Page excerpt below:

Thursday, January 4, 2018

Genesis 1:1-5


Genesis 1:1-5 (NRSV)

In the beginning when God created the heavens and the earth, 2 the earth was a formless void and darkness covered the face of the deep, while a wind from God swept over the face of the waters. 3 Then God said, “Let there be light”; and there was light. 4 And God saw that the light was good; and God separated the light from the darkness. 5 God called the light Day, and the darkness he called Night. And there was evening and there was morning, the first day.

Genesis 1:1-5 opens the canonical text of the Bible with an emphasis upon God as creator. 

Genesis 1:1-2:4a is the first of two accounts of creation, even though it reflects an historically later account, deriving as it does from the priestly account, likely written during the exile. The biblical account opens by introducing the reader to a God who creates for good. God builds a beautiful home in which humanity, as representatives of God on earth, may care for that which God has provided. It does not present a theory. It presents a creed, a belief. In the canon, it takes its place as situating the story of the Patriarchs within the larger theme of the love and concern of God for humanity. One should read the Babylonian creation epic for some background as to what this author is arguing against. Whereas each of the orders of creation in the Babylonian story — the watery deep, the heavens, the sea, the dry land, the heavenly bodies — are gods and not mere inanimate objects, in Genesis 1 they are inert creations of the one God. The priestly account demythologizes Babylonian cosmology. Gone are the many gods and their wars that created the earth. In their places are the logical and ordered processes of a transcendent God creating a universe into which God will introduce a species who are nothing less than God’s own children. The God who established a covenant with the family of Abraham and with Moses is the creator of the world. The myths of Ras Shamra may form background, but scholars are beginning to interpret that relationship differently. 

The structure of Genesis 1 is not random. Unlike the Enuma Elish, the Babylonian account of creation, in which multiple gods war for control of a chaotic universe, Genesis 1 has only one God, namely 'Elohim, the God of Israel. There is no cosmic sea goddess, Tiamat, who must be vanquished to create the world. There is only God's spirit, hovering like a restless wind made by beating wings over the tehom, a word from the same root as Tiamat's name; only in Genesis, the tehom is merely a deep abyss of swirling water.

Babylonians thought of all the natural formations that God creates in Genesis 1 as actual gods! If, as many scholars believe, the writing of the priestly account of creation was during the Babylonian captivity of the Jews, this account is a remarkable response to the prevailing view. For the Babylonians, the god Anu was also the sky. The goddess Ki was the earth. Shamash was the sun. Sin was the moon. All of nature was composed of various gods humans were to worship, according to the Babylonians. By presenting them with an alternative view of the creation of the universe, close enough to their own to be recognizable to them, the Israelites produced a brilliant piece of theological subversion. It is as if the whole chapter preaches one message: "Yes, the universe was created, but by the One God, our God, the only true and living God. All these other things you worship are just inanimate objects in nature, which our God created."

End of Page excerpt.
The data below:

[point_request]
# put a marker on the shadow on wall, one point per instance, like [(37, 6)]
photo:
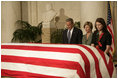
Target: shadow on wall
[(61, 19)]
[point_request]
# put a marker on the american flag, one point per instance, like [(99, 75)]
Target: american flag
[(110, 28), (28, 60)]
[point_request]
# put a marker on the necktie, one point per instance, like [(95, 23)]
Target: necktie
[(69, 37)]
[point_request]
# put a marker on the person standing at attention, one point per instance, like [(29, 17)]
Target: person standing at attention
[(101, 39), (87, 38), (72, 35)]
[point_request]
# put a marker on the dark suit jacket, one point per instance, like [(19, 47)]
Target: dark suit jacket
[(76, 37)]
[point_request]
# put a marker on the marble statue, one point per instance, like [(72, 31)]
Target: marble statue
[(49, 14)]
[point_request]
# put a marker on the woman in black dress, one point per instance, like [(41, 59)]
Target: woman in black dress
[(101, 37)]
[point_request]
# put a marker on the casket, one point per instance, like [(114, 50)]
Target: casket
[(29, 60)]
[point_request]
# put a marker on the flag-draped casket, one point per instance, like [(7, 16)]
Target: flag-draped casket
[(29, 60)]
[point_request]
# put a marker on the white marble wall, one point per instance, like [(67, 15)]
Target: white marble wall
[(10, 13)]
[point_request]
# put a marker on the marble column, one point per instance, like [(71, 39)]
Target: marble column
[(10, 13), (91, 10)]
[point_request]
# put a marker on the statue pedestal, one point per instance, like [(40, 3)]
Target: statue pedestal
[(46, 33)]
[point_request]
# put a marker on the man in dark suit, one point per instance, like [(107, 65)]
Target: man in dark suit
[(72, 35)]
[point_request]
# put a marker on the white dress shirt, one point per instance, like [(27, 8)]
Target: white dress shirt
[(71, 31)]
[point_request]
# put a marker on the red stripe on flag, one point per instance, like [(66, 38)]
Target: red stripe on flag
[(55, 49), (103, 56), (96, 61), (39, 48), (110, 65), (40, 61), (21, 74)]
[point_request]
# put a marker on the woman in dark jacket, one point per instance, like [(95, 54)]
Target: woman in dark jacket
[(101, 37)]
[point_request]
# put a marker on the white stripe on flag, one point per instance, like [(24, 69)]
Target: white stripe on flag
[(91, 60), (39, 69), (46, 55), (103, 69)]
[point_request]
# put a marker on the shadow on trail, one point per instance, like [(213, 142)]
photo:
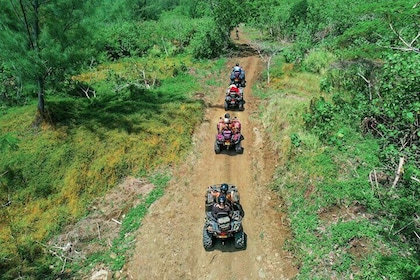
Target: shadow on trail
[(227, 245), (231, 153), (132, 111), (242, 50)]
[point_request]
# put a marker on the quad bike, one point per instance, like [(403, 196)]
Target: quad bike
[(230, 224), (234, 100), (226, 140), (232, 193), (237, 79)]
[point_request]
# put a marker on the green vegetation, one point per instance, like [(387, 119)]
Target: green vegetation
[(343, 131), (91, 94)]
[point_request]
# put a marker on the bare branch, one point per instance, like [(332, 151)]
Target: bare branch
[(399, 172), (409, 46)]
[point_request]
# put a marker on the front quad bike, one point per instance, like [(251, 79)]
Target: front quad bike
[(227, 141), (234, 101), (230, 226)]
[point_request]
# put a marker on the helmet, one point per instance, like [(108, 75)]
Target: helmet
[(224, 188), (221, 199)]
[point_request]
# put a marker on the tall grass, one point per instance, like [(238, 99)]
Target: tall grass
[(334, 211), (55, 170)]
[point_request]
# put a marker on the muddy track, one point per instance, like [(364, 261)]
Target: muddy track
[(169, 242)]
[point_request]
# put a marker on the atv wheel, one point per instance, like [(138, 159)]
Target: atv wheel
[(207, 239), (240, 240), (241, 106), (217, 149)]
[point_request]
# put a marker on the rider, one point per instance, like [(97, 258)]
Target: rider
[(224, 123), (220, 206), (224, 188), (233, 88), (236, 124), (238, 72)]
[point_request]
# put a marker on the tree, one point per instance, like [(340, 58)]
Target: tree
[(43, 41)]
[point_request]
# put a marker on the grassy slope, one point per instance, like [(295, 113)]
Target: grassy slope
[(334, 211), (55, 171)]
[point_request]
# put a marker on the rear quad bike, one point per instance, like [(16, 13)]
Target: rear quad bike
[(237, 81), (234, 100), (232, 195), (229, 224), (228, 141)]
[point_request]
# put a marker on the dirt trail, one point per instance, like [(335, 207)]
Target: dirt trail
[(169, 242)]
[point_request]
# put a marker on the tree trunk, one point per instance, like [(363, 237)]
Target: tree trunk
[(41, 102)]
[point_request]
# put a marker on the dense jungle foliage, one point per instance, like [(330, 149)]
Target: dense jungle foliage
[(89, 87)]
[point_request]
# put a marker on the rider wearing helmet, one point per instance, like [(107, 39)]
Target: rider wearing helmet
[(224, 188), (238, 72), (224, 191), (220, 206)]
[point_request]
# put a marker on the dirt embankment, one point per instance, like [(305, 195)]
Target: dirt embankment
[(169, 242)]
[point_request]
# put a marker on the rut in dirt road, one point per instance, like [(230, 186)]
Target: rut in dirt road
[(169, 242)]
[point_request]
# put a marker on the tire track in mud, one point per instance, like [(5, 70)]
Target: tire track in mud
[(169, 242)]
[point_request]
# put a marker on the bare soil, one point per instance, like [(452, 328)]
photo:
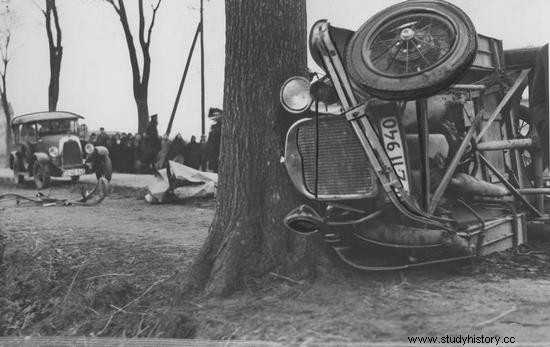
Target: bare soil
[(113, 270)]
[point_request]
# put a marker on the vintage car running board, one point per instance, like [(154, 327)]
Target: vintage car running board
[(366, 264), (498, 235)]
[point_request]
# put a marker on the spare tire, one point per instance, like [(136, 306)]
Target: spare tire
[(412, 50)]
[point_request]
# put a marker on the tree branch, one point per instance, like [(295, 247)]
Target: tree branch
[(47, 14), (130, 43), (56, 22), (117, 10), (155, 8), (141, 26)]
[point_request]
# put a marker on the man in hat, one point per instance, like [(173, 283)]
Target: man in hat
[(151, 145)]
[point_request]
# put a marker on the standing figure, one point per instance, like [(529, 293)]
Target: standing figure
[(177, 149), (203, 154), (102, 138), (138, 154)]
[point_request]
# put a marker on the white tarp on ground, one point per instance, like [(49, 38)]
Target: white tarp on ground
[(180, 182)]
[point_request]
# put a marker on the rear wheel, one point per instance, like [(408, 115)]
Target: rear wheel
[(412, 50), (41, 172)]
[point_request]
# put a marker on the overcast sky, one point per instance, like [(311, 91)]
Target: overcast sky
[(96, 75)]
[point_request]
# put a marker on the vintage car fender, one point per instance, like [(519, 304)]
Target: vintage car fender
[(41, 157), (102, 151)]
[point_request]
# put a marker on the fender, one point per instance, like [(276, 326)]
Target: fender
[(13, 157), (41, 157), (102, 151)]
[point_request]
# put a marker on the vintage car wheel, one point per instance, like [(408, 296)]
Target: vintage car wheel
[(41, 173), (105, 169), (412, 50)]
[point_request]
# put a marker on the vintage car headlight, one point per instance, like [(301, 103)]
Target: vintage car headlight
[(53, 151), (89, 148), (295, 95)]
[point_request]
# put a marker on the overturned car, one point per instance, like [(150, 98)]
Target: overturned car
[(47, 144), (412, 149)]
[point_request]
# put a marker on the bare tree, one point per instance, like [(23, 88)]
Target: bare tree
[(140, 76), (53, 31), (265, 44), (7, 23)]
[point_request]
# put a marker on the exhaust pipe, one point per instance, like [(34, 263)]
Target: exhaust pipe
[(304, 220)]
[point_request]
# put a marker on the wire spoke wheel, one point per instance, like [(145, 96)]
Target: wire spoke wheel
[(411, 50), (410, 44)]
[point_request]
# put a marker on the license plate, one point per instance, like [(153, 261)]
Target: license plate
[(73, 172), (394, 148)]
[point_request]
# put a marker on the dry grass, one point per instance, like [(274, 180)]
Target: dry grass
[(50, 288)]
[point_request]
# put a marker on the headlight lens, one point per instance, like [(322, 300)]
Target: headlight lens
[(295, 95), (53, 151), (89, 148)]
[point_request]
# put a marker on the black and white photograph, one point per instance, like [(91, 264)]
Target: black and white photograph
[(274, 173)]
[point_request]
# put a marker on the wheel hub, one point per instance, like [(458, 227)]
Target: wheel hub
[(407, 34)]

End of The data.

_Prompt 1_: In the Genesis commentary, which Babylonian god was also the sky?
_Prompt 2_: Condense the paragraph of the Genesis commentary that begins "The structure of Genesis 1 is not random" into a short bulleted list that keeps its main facts.

_Problem solution 1_: Anu was also the sky.

_Problem solution 2_:
- The structure of Genesis 1 is not random.
- In the Enuma Elish, the Babylonian creation account, multiple gods war for control of a chaotic universe.
- Genesis 1 has only one God, 'Elohim, the God of Israel.
- There is no sea goddess Tiamat to be vanquished. There is only God's spirit, hovering like a restless wind over the tehom.
- The word tehom comes from the same root as Tiamat's name, but in Genesis it is merely a deep abyss of swirling water.